**Entries shown**
----

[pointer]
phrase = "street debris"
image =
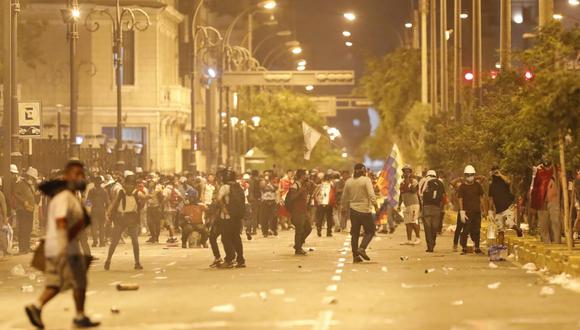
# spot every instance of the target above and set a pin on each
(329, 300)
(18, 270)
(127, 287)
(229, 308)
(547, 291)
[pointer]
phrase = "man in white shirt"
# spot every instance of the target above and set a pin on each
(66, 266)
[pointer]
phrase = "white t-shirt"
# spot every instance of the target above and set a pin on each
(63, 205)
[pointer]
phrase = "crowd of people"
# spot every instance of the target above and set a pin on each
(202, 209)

----

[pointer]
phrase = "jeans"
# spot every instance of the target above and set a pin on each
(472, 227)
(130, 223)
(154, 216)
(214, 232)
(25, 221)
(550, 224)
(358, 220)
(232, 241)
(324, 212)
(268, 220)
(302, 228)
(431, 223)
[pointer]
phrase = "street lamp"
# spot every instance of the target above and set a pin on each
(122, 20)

----

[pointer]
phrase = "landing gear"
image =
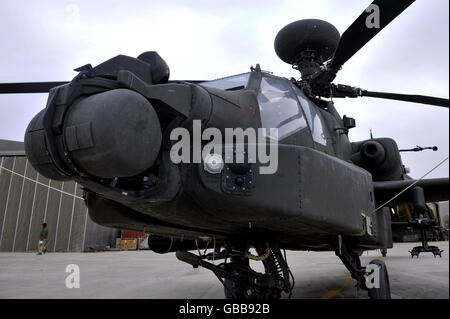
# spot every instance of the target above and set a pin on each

----

**Work to be completed**
How many lines in the listing above contain the word "street"? Give only the number.

**Solved problem**
2